> [Exercise]: The forum thread below shows a sample data frame whose first column is the outcome. List the names of all the other columns in that data frame.

Reputation: 11686
I have a logistic model fit, say myfit
that I've saved. The data frame I'm using is in the format of (where the first column is the outcome).
medical10 age female nonwhite bmi smoked condxs insuredd smi2d
1 0 60 0 1 29.97 0 0 1 0
2 0 42 0 1 25.85 1 3 1 1
3 0 62 1 0 25.06 0 1 1 0
4 0 62 0 0 36.27 0 2 0 0
5 0 32 0 0 33.36 0 0 1 0
6 0 41 0 0 21.70 1 0 0 0
...
What I would like to do is to make a logistic plot (in this form: http://ww2.coastal.edu/kingw/statistics/R-tutorials/logistic.html) for each combination of variables.
Since there are 8 variables, there are 2^8 permutations of having one variable on the x-axis while holding the other 7 constant. Is there a way I can automate the plot using ggplot2?
For instance, if 'x' was age, I would get the mean of bmi, and then pick 0 for female, 0 for nonwhite, 0 for smoked, 0 for condxs, 0 for insuredd and 0 for smi2d. I would then do a prediction and make a ggplot of x vs y.
However, this is quite tedious and I was hoping there was a better way?
Upvotes: 0
Views: 561
Reputation: 2230
An update to the R rms
package to be posted on CRAN on about 2015-01-01 includes a new function ggplot.Predict
(called by ggplot()
) that provides a general way to generate such curves using ggplot2
, handling multiple moving variables, interactions, etc. You can see some example usage at https://github.com/harrelfe/rms/blob/master/man/ggplot.Predict.Rd . You can do all this with the current version of rms
using lattice
graphics and the plot.Predict
function.
Upvotes: 3
Reputation: 206187
I don't know of anything particular in ggplot that will make this easy. But I did find a way (though it was more work than I was expecting. Perhaps others can improve. Anyway, first let's define a more useful set of sample data
N<-100
set.seed(15)
invlogit <- function(x) exp(x)/(exp(x)+1)
dd <- transform(data.frame(
age=runif(N,30,60),
female=sample(0:1, N, replace=T),
white=sample(c("Y","N"), N, replace=T),
bmi=rnorm(N,30,2)),
medical=as.numeric(invlogit((-60+2*age-1.5*bmi+3*female)/10)>runif(N)))
fit<-glm(medical~. ,dd, family=binomial)
So now we have some data and a model. Now i'll define a helper function that will predict values for a single variable while holding the others at the mean value.
predictone<-function(fit, var, xlim=NULL, fix=list(), n=101,
xname=var, type="response") {
tt <- terms(fit)
vv <- as.list(attr(tt, "variables"))[-c(1,attr(tt, "response")+1)]
vn <- sapply(vv, deparse)
stopifnot(var %in% vn)
others <- vn[vn != var]
def<-lapply(others, function(x) {
if(x %in% names(fix)) {
if(is.factor(val)) {
stopifnot(fix[[x]] %in% levels(val))
val[val==fix[[x]]][1]
} else {
fix[[x]]
}
} else {
val <- fit$data[[x]]
if(is.factor(val)) {
val[val==names(sort(table(val))[1])][1]
} else {
mean(val)
}
}
})
if(is.factor(fit$data[[var]])) {
newdata <- data.frame(def, unique(fit$data[[var]]))

> [Supplied material]:
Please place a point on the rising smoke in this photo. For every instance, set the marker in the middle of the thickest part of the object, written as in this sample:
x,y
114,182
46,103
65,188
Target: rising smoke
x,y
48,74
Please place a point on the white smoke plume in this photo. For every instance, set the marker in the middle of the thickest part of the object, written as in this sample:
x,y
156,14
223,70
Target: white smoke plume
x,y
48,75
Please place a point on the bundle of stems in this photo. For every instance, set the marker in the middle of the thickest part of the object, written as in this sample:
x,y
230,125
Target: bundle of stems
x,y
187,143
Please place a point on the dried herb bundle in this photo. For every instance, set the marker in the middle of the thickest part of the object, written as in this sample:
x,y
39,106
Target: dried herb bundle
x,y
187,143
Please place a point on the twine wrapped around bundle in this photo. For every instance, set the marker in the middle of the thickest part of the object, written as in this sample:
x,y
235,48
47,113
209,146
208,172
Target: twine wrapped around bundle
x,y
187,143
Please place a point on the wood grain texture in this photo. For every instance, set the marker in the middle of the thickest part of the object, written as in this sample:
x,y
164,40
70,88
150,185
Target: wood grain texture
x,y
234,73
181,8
* * *
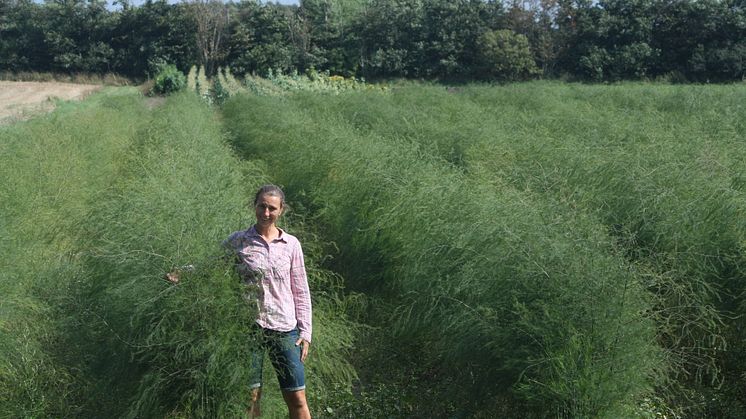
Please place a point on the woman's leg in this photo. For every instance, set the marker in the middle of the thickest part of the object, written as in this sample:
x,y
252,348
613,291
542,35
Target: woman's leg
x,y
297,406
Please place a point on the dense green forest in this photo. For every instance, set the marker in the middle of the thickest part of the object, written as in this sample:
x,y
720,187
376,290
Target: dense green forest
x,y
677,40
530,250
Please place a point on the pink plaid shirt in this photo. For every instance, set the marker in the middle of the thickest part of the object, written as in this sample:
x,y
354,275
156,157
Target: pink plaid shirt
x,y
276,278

> [Solution to this problem]: age, female, nonwhite, bmi, smoked, condxs, insuredd, smi2d